# Stated problem 1
In the Prusa MK4 announcement, what price is given for the printer?
# Stated problem 2
Continue the Prusa MK4 announcement with the next part after its last line.
───── Text provided
Prusa Research today announced the long awaited release of the Prusa MK4 3D printer, and on paper it looks like you get a lot of printer for your money, perhaps enough to make it on to our list of best 3D printers. The $1,099 MK4 is described by Josef Průša "as an open-source 3D printing workhorse with long-term support." and the team have been running hundreds of units for more than a year.
The MK4 is built around a 32-bit STM32-powered mainboard, "xBuddy board" which also provides Ethernet access and more importantly new features such as Input Shaper (fine speed control of the motion system) and Pressure Advance (increasing the filament as the nozzle accelerates, retracting as it slows).
The Nextruder uses quick-swap nozzles to alter the diameter of the aperture. Bigger nozzles means faster prints, and by default it ships with a 0.4mm nozzle. Swapping the nozzles is now a simple task of releasing two thumbscrews and disconnecting two cables. The entire hotend is then released.
|250 x 210 x 220 mm | 9.84 x 8.3 x 8.6 in
|Custom 32-bit xBuddy electronics with STM32
|Precise 0.9° X,Y stepper motors (prevents VFA)
|Nextruder, Direct Drive, E3D V6 compatible (with adapter)
|Aluminum heatsink, all-metal hotend, no PTFE tube
|Nextruder Planetary Gear System, 10:1 gearbox ratio
|0.4mm (default) / other nozzle diameters supported
|Max nozzle temperature
|300 °C / 572 °F
|Max heatbed temperature
|120 °C / 248 °F
|Filament sensor, Loadcell sensor, Power panic, 4 high-precision thermistors (genuine Semitec) + fan motors RPM monitoring
|Magnetic heatbed with removable PEI spring steel sheets
|Automatic, Mesh Bed Leveling (only on print area)
──────────
───── Data excerpts
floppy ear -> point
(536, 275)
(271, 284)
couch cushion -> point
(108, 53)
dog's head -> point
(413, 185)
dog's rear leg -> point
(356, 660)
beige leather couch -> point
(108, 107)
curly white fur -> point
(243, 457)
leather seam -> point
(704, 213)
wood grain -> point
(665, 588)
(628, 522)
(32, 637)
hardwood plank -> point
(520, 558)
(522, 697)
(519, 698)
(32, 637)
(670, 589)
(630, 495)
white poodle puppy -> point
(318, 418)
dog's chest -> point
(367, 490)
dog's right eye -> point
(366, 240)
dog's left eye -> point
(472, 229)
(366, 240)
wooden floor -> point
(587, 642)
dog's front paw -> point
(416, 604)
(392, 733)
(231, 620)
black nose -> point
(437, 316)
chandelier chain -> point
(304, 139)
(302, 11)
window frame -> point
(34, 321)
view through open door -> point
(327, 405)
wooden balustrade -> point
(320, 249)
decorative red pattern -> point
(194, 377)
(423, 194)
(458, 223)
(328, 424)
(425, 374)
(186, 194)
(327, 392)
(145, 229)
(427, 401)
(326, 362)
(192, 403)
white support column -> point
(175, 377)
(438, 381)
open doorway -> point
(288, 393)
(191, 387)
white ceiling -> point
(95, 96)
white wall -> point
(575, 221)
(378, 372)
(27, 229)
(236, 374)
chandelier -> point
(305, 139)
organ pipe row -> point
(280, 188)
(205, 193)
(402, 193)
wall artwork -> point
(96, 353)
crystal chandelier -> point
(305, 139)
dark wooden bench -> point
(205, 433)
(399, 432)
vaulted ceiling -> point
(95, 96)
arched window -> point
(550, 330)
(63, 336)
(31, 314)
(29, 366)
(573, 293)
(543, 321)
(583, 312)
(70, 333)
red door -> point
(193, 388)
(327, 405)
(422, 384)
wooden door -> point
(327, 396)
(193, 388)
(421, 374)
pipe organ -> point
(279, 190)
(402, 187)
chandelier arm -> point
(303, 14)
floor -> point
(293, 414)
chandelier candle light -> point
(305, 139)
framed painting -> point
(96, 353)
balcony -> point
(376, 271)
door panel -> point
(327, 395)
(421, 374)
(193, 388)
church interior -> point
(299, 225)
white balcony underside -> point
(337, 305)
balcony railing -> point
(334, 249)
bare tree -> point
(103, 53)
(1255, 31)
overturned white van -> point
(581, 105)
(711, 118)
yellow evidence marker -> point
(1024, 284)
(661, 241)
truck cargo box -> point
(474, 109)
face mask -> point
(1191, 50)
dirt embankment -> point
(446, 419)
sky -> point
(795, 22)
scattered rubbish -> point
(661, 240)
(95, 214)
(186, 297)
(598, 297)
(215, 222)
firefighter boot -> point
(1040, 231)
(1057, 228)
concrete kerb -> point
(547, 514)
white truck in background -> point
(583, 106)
──────────
# Right answer 1
$1,099

# Right answer 2
|PLA, PETG, ABS, ASA, Flex, HIPS, PA, PVA, PC, PP, CPE, PVB, NGEN, composites and more
|Printer dimensions (without spool)
|500×550×400 mm; 19.6×21.6×15.7 in (X×Y×Z)
The MK4 has a maximum build volume of 250 x 210 x 220 mm and uses 1.75mm diameter filament which is fed directly into the 10:1 planetary extruder, a drive gear which has a large contact area to reduce slippage.
The Nextruder also has a hall sensor to detect filament run outs. On other printers, such as the Elegoo Neptune 3 Pro, Plus and Max, this sensor is at the top of the gantry and rattles as the print moves around the bed. The electronics for the Nextruder are all easily accessible via a breakoout board on the rear of the unit.
The MK4 claims to be faster than the MK3, in one test a print on the MK3 took 10 hours, but on the MK4 just 3.5 hours. The reason for this is input shaper and pressure advance, which offers a faster print time, akin to Klipper.
Prusa elected to write its own version, tailored to its printers, rather than port Klipper to the MK4. The speed boost means that rapid prototyping, something that 3D printers have excelled at, is even quicker with the MK4. To prove how fast it can go, Prusa has released a YouTube video of a sub 20 minute benchy.
Seasoned 3D printer users will know how important a first layer is. We often babysit the first layer to ensure that we have perfection. Getting your printer perfectly leveled is an art form, and the MK4 is automating the process to provide a perfect first layer every time.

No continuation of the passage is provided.